● **READING PASSAGE**

US12619902B2US 12619902 B2US12619902 B2US 12619902B2US-12619902-B2

Abstract

A method includes analyzing codes of a plurality of applications. Errors in the codes of the plurality of applications are identified based on a plurality of rules. An initial quantum state is generated and one or more iterations are performed on the initial quantum state to determine a final quantum state. Performing an iteration of the one or more iterations includes applying an oracle operator and a diffusion operator to the current quantum state. Based on the final quantum state, one or more APIs of the plurality of applications that correspond to the errors are determined. A first application corresponding to a first API of the one or more APIs is identified. A first code fix for a first code of the first application is determined. The first code fix is applied to the first code of the first application to determine a first fixed code of the first application.

Inventors

  • Kalyan Chakravarthy Pallapolu
  • Gondi Mahesh
  • Gali Mohan Sreenivas

Assignees

  • BANK OF AMERICA CORPORATION

Dates

Publication Date
20260505
Application Date
20240129

Claims (20)

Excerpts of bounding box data
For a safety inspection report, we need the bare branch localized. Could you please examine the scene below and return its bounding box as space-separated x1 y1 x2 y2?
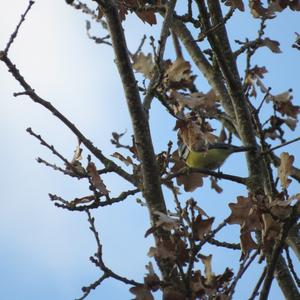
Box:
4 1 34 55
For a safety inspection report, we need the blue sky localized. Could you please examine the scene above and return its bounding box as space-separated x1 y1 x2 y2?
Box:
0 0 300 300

...

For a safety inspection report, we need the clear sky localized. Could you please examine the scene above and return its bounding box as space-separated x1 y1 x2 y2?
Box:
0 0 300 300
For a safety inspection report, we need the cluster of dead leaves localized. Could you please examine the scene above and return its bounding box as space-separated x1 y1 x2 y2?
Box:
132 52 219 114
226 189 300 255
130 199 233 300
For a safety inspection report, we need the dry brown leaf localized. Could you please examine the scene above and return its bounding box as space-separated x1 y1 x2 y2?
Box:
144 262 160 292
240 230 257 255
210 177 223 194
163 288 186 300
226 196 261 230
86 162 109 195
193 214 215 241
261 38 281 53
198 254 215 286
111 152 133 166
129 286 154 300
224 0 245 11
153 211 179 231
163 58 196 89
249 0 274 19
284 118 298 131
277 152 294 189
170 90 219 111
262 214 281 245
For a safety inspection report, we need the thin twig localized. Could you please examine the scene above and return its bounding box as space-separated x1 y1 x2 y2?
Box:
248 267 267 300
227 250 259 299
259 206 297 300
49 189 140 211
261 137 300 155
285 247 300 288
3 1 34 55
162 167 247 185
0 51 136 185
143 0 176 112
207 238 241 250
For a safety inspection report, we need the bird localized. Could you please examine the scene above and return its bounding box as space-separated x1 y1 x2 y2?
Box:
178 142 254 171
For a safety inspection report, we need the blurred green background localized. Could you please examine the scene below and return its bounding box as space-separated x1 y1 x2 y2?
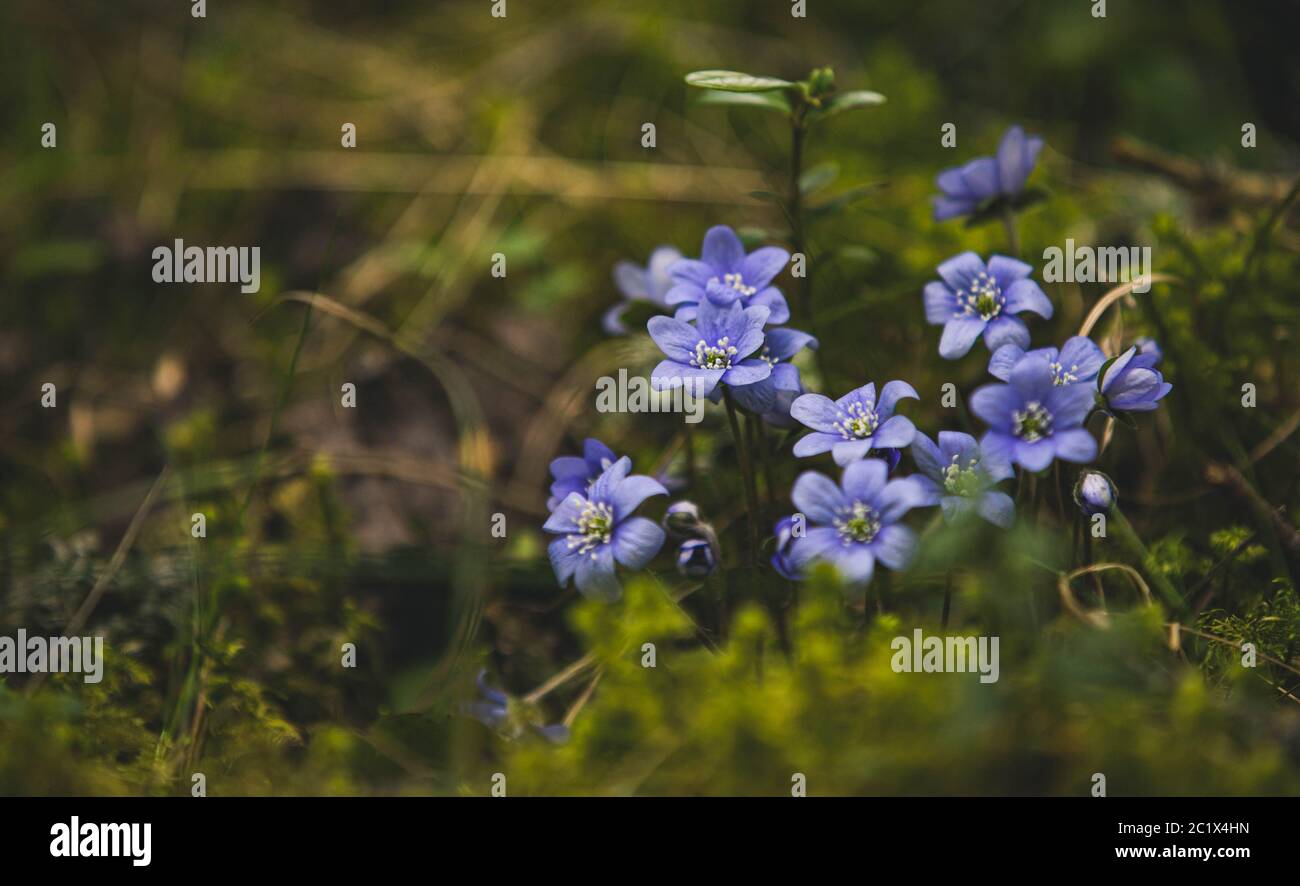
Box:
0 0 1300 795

==

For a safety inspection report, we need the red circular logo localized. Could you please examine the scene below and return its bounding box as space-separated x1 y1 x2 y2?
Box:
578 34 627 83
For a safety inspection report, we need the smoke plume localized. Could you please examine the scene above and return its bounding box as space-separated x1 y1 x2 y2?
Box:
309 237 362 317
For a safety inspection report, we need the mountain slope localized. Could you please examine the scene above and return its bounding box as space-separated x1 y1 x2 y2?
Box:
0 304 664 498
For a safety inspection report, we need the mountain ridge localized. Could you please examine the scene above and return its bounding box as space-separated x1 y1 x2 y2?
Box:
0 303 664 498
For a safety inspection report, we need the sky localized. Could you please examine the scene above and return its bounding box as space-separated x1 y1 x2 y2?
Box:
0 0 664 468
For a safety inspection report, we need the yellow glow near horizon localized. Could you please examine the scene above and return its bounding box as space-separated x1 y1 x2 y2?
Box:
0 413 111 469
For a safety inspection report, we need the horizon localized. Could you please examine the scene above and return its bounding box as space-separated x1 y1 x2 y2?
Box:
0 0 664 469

● **EXERCISES**
1. Copy the patent text word for word from "A method includes" to "the first application.".
2. Translate this sentence from the patent text into Spanish: "The first code fix is applied to the first code of the first application to determine a first fixed code of the first application."
3. Write the next part of the patent text, starting right after its final line.

● **THE RESPONSES**
1.
A method includes analyzing codes of a plurality of applications. Errors in the codes of the plurality of applications are identified based on a plurality of rules. An initial quantum state is generated and one or more iterations are performed on the initial quantum state to determine a final quantum state. Performing an iteration of the one or more iterations includes applying an oracle operator and a diffusion operator to the current quantum state. Based on the final quantum state, one or more APIs of the plurality of applications that correspond to the errors are determined. A first application corresponding to a first API of the one or more APIs is identified. A first code fix for a first code of the first application is determined. The first code fix is applied to the first code of the first application to determine a first fixed code of the first application.

2. La primera corrección de código se aplica al primer código de la primera aplicación para determinar un primer código corregido de la primera aplicación.

3.
  1. 1 . A system comprising: a memory configured to store: a quantum search algorithm; and a plurality of rules, wherein the plurality of rules are used to identify application programming interface (API) errors; a classical processor communicatively coupled to the memory, wherein the classical processor is configured to: analyze codes of a plurality of applications, wherein the plurality of applications are configured to be deployed to a plurality of computing systems; identify first errors in the codes of the plurality of applications based on the plurality of rules; receive, from a quantum processor, one or more APIs of the plurality of applications that correspond to the first errors; identify a first application of the plurality of application corresponding to a first API of the one or more APIs, wherein the first application is configured to be deployed to a first computing system of the plurality of computing systems; determine a first code fix for a first code of the first application; and apply the first code fix to the first code of the first application to determine a first fixed code of the first application; and the quantum processor communicatively coupled to the memory, wherein the quantum processor, when implementing the quantum search algorithm, is configured to: initialize a first plurality of qubits; generate a first initial quantum state based on the first plurality of qubits; perform one or more first iterations on the first initial quantum state to determine a first final quantum state, wherein performing an iteration of the one or more first iterations comprises: applying a first oracle operator to a first current quantum state; and applying a first diffusion operator to the first current quantum state; and determine, based on the first final quantum state, the one or more APIs of the plurality of applications that correspond to the first errors.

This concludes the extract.